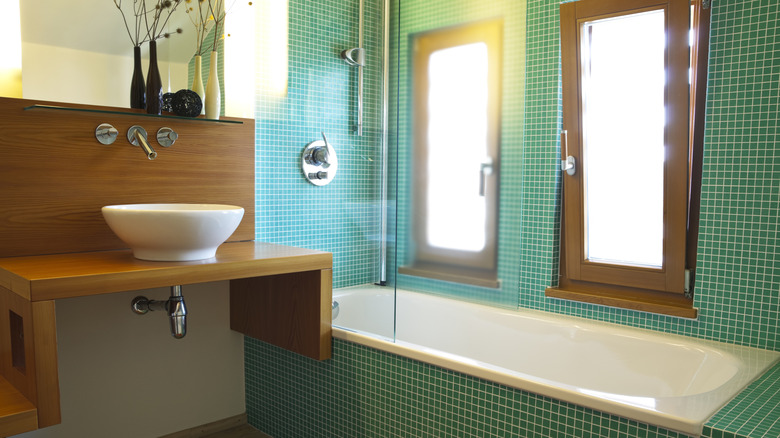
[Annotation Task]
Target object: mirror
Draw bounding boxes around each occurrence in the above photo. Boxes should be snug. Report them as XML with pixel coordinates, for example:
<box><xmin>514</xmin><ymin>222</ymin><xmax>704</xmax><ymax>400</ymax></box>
<box><xmin>19</xmin><ymin>0</ymin><xmax>195</xmax><ymax>108</ymax></box>
<box><xmin>12</xmin><ymin>0</ymin><xmax>266</xmax><ymax>117</ymax></box>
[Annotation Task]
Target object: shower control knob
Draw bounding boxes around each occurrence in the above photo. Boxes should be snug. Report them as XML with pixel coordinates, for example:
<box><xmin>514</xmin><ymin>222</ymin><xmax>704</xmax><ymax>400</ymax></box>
<box><xmin>311</xmin><ymin>146</ymin><xmax>330</xmax><ymax>167</ymax></box>
<box><xmin>301</xmin><ymin>133</ymin><xmax>339</xmax><ymax>186</ymax></box>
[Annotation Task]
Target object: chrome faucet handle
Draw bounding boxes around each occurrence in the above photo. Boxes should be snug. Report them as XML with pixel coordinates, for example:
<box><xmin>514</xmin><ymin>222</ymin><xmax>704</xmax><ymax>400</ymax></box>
<box><xmin>95</xmin><ymin>123</ymin><xmax>119</xmax><ymax>144</ymax></box>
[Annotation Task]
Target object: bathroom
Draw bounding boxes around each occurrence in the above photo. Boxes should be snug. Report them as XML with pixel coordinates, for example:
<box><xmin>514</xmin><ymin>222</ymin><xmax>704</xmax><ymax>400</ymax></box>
<box><xmin>6</xmin><ymin>0</ymin><xmax>780</xmax><ymax>438</ymax></box>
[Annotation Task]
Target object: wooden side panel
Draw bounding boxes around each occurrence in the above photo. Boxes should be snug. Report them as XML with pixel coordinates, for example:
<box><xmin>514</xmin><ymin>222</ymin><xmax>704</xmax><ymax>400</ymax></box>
<box><xmin>0</xmin><ymin>98</ymin><xmax>255</xmax><ymax>257</ymax></box>
<box><xmin>230</xmin><ymin>269</ymin><xmax>332</xmax><ymax>360</ymax></box>
<box><xmin>32</xmin><ymin>301</ymin><xmax>61</xmax><ymax>427</ymax></box>
<box><xmin>0</xmin><ymin>287</ymin><xmax>37</xmax><ymax>404</ymax></box>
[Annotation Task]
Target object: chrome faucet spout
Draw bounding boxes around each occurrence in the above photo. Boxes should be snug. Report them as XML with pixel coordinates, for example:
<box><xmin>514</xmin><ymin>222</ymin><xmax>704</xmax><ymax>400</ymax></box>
<box><xmin>166</xmin><ymin>286</ymin><xmax>187</xmax><ymax>339</ymax></box>
<box><xmin>127</xmin><ymin>125</ymin><xmax>157</xmax><ymax>160</ymax></box>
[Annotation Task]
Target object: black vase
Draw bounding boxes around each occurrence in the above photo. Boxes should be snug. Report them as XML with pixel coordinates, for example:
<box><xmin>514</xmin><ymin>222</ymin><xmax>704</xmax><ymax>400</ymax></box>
<box><xmin>130</xmin><ymin>46</ymin><xmax>146</xmax><ymax>109</ymax></box>
<box><xmin>146</xmin><ymin>41</ymin><xmax>162</xmax><ymax>114</ymax></box>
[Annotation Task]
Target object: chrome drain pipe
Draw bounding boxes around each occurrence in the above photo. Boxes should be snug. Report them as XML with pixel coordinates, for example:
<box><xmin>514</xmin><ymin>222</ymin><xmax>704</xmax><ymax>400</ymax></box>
<box><xmin>130</xmin><ymin>285</ymin><xmax>187</xmax><ymax>339</ymax></box>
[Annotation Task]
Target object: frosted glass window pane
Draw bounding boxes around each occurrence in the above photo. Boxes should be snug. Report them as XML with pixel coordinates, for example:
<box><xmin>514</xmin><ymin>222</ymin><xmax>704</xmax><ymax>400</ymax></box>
<box><xmin>425</xmin><ymin>43</ymin><xmax>488</xmax><ymax>251</ymax></box>
<box><xmin>582</xmin><ymin>11</ymin><xmax>665</xmax><ymax>267</ymax></box>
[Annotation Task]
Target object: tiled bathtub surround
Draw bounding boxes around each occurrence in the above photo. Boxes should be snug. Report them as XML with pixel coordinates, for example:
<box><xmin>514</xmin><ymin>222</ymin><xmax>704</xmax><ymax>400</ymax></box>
<box><xmin>246</xmin><ymin>339</ymin><xmax>780</xmax><ymax>438</ymax></box>
<box><xmin>246</xmin><ymin>0</ymin><xmax>780</xmax><ymax>438</ymax></box>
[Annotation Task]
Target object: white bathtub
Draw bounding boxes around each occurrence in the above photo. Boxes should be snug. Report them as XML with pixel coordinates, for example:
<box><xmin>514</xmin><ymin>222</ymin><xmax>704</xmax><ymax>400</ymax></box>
<box><xmin>333</xmin><ymin>286</ymin><xmax>780</xmax><ymax>435</ymax></box>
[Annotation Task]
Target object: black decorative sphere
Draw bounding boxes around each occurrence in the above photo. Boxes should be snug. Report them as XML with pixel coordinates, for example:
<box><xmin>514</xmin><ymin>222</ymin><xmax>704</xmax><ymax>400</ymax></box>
<box><xmin>171</xmin><ymin>89</ymin><xmax>203</xmax><ymax>117</ymax></box>
<box><xmin>163</xmin><ymin>93</ymin><xmax>175</xmax><ymax>113</ymax></box>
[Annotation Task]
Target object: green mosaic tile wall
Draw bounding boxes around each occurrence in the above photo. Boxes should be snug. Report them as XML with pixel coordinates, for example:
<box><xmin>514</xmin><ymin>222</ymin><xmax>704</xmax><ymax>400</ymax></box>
<box><xmin>519</xmin><ymin>0</ymin><xmax>780</xmax><ymax>350</ymax></box>
<box><xmin>390</xmin><ymin>0</ymin><xmax>526</xmax><ymax>308</ymax></box>
<box><xmin>246</xmin><ymin>0</ymin><xmax>780</xmax><ymax>438</ymax></box>
<box><xmin>245</xmin><ymin>339</ymin><xmax>720</xmax><ymax>438</ymax></box>
<box><xmin>708</xmin><ymin>364</ymin><xmax>780</xmax><ymax>438</ymax></box>
<box><xmin>256</xmin><ymin>0</ymin><xmax>383</xmax><ymax>287</ymax></box>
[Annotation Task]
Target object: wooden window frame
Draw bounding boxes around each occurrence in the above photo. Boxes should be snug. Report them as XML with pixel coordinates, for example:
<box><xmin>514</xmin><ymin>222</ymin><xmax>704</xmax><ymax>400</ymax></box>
<box><xmin>545</xmin><ymin>0</ymin><xmax>709</xmax><ymax>318</ymax></box>
<box><xmin>399</xmin><ymin>19</ymin><xmax>503</xmax><ymax>288</ymax></box>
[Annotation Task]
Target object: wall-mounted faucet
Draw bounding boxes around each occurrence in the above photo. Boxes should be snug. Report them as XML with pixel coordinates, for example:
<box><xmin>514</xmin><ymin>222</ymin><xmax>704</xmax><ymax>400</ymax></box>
<box><xmin>130</xmin><ymin>285</ymin><xmax>187</xmax><ymax>339</ymax></box>
<box><xmin>127</xmin><ymin>125</ymin><xmax>157</xmax><ymax>160</ymax></box>
<box><xmin>95</xmin><ymin>123</ymin><xmax>179</xmax><ymax>160</ymax></box>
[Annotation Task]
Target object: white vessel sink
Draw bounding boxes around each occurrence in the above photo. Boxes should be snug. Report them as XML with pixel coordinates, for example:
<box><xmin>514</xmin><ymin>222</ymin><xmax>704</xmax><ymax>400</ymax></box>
<box><xmin>102</xmin><ymin>204</ymin><xmax>244</xmax><ymax>261</ymax></box>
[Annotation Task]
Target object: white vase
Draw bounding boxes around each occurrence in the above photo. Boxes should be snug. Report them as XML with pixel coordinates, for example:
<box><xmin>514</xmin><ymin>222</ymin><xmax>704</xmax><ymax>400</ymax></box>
<box><xmin>204</xmin><ymin>51</ymin><xmax>221</xmax><ymax>119</ymax></box>
<box><xmin>190</xmin><ymin>55</ymin><xmax>206</xmax><ymax>114</ymax></box>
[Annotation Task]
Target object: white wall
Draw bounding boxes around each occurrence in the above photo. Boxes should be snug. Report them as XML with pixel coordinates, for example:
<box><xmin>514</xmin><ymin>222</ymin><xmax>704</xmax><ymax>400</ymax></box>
<box><xmin>22</xmin><ymin>42</ymin><xmax>189</xmax><ymax>108</ymax></box>
<box><xmin>18</xmin><ymin>281</ymin><xmax>245</xmax><ymax>438</ymax></box>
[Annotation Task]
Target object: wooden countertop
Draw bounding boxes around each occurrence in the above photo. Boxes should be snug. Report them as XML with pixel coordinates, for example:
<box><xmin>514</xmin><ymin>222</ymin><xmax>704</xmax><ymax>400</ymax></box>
<box><xmin>0</xmin><ymin>241</ymin><xmax>333</xmax><ymax>301</ymax></box>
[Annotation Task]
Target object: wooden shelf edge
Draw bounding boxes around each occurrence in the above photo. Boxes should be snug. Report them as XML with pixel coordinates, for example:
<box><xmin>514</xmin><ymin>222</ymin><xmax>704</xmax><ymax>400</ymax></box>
<box><xmin>0</xmin><ymin>377</ymin><xmax>38</xmax><ymax>436</ymax></box>
<box><xmin>0</xmin><ymin>241</ymin><xmax>333</xmax><ymax>301</ymax></box>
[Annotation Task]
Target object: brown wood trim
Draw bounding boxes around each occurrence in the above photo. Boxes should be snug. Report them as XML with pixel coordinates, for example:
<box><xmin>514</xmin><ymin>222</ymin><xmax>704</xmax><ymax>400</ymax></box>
<box><xmin>544</xmin><ymin>284</ymin><xmax>698</xmax><ymax>319</ymax></box>
<box><xmin>0</xmin><ymin>242</ymin><xmax>333</xmax><ymax>301</ymax></box>
<box><xmin>0</xmin><ymin>287</ymin><xmax>37</xmax><ymax>405</ymax></box>
<box><xmin>230</xmin><ymin>269</ymin><xmax>332</xmax><ymax>360</ymax></box>
<box><xmin>0</xmin><ymin>377</ymin><xmax>38</xmax><ymax>436</ymax></box>
<box><xmin>31</xmin><ymin>301</ymin><xmax>61</xmax><ymax>428</ymax></box>
<box><xmin>0</xmin><ymin>98</ymin><xmax>255</xmax><ymax>257</ymax></box>
<box><xmin>560</xmin><ymin>0</ymin><xmax>689</xmax><ymax>295</ymax></box>
<box><xmin>685</xmin><ymin>0</ymin><xmax>710</xmax><ymax>288</ymax></box>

┄┄┄┄┄┄

▶ **Your goal**
How many lines of the entries above contain the string "faucet"? Give only the number.

▶ **Task answer**
3